▶ [Records]:

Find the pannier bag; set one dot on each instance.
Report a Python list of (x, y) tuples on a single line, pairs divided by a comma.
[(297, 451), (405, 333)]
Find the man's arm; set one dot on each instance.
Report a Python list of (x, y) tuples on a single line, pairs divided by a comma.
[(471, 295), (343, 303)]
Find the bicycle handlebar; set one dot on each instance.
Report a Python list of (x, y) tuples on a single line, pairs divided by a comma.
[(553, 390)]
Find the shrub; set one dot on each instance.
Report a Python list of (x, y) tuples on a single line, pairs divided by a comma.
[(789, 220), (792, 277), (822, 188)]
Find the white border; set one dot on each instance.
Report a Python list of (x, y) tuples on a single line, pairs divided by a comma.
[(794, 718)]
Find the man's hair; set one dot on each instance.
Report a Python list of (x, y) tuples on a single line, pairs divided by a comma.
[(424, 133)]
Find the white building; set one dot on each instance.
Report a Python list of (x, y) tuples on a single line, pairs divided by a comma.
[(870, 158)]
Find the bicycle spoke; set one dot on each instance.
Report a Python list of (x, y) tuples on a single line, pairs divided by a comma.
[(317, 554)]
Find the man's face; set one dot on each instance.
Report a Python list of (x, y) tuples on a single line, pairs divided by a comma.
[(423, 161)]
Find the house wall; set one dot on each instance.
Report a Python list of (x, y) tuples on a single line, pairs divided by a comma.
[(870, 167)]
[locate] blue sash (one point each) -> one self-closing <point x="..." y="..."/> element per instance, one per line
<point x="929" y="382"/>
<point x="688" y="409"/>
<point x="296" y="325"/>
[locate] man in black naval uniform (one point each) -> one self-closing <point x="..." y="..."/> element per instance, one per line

▶ [Assignment]:
Reproduce the material in full, keeping every line exactly as given.

▶ [Answer below]:
Find the pannier bag; set one dot on each instance.
Report a Python list of (x, y) tuples on a single line, pairs divided by a comma.
[(297, 451), (405, 333)]
Find the man's arm; set one dot on each instance.
Report a Python list of (x, y) tuples on a single line, pairs divided by a comma.
[(471, 295), (343, 303)]
Find the bicycle handlebar; set one dot on each instance.
Report a Python list of (x, y) tuples on a single line, pairs divided by a comma.
[(553, 390)]
Find the shrub; set one dot on each instance.
Report a Python list of (x, y) tuples on a single line, pairs divided by a comma.
[(789, 220), (792, 277), (822, 188)]
Find the white border; set one dot on each instance.
Report a Python list of (x, y) tuples on a single line, pairs divided by a comma.
[(794, 718)]
Find the man's hair; set one dot on each instance.
Report a Python list of (x, y) tuples on a single line, pairs divided by a comma.
[(424, 133)]
Find the white building; set one dot on each instance.
Report a Python list of (x, y) tuples on a single line, pairs divided by a comma.
[(870, 158)]
Find the bicycle spoke; set one dot on each instance.
Report a Python list of (x, y) tuples on a single line, pairs divided by a comma.
[(317, 554)]
Find the man's face; set one dot on each instance.
Report a Python list of (x, y) tuples on a single line, pairs divided by a comma.
[(423, 161)]
Find the house wall; set one dot on each instance.
Report a Python list of (x, y) tuples on a single line, pairs divided by a comma.
[(870, 167)]
[locate] blue sash (one point each) -> one self-closing <point x="..." y="..."/> element per instance, one per line
<point x="929" y="382"/>
<point x="688" y="409"/>
<point x="296" y="325"/>
[locate] man in black naval uniform (one point each) -> one self-closing <point x="..." y="..."/> element per instance, one per line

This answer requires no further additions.